VOTRE TRAVAIL.
(1) Traduisez en anglais la phrase suivante de l'article sur MeWe : « L’existence et l’expansion de ces groupes sur MeWe est déjà, en soi, extrêmement problématique. »
(2) Relevez, sans doublon, tous les noms propres de personnes, de médias et de plateformes cités dans l'article sur MeWe.
(3) Poursuivez l'article sur MeWe à partir de sa dernière phrase.

Sur MeWe, il n'y a pas de modération // Source : Capture d'écran Numerama

La modération n’est pas juste inefficace : elle n’existe tout simplement pas. Comme l’expliquait Mark Weinstein à Associated Press, « nous n’avons aucunement l’intention de censurer qui que ce soit, de droite comme de gauche. De plus, la structure de MeWe empêche le partage des fake news. Les membres font de la modération pour nous », avait-il indiqué, en notant tout de même que les infractions les plus graves seraient signalées aux autorités. Pas sûr que ce soit vraiment le cas : une publication, intitulée « 7 raisons pour lesquelles il faut légaliser le viol », est toujours disponible sur le site.

L’existence et l’expansion de ces groupes sur MeWe est déjà, en soi, extrêmement problématique. Mais c’est le fait que ces groupes ne soient pas juste tolérés, mais mis en avant sur l’interface de MeWe qui est particulièrement dangereux. Encore plus préoccupant, le succès croissant de la plateforme, dont les audiences bondissent ces derniers mois : plus de 2,5 millions de nouveaux utilisateurs se sont inscrits au mois de janvier 2021.

DONNÉES DE L'EXERCICE.
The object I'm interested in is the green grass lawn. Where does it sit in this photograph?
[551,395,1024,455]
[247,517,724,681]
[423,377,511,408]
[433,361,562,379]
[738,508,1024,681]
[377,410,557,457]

RÉPONSES PAR CONSIGNE.
(1) The existence and expansion of these groups on MeWe is already, in itself, extremely problematic.

(2)
- MeWe
- Numerama
- Mark Weinstein
- Associated Press

(3)
Minds, l’antisémitisme assumé

Si les autres réseaux sociaux restent, globalement, prisés et par les groupes d’extrême droite, et par les complotistes, Minds fait ici figure d’exception : il n’y a que la droite la plus dure qui utilise le réseau social. La plupart des utilisateurs francophones que Numerama a pu retrouver sur la plateforme étaient tous antisémites, suprémacistes blancs, et certains se définissent même comme néonazis.

Minds est l’un des plus vieux site de l’alt-tech, et aussi l’un des plus révolutionnaires : créé en 2011 en se basant sur la technologie de la blockchain, le site promet à ses utilisateurs de les payer pour le temps passer sur la plateforme. Soutenu à ses débuts par le groupe Anonymous, le site est cependant, très vite, devenu le repère de l’extrême droite américaine et francophone. Un basculement vers la droite qui repose sur les mêmes mécanismes que nous avons pu observer sur les autres sites de l’alt-tech : en essayant d’émuler Twitter et en choisissant de ne pas réprimer les discours les plus extrêmes, le site s’est petit à petit transformé en lieu d’accueil pour les suprémacistes français.

Leur présence est telle que lorsqu’un utilisateur francophone s’inscrit sur la plateforme, les premiers groupes suggérés par Minds sont des groupes suprémacistes. Sur ces pages remplies d’imagerie nazi, on discute de « la question aryenne », on parle de la défense de l’Europe, et Minds reste sur sa ligne de conduite : « notre approche préconise le débat à travers la liberté d’expression, ce qui la seule façon de faire changer quelqu’un d’avis ». Le problème, sur Minds et sur tous les autres réseaux de l’alt-tech, c’est qu’il n’y a personne pour débattre.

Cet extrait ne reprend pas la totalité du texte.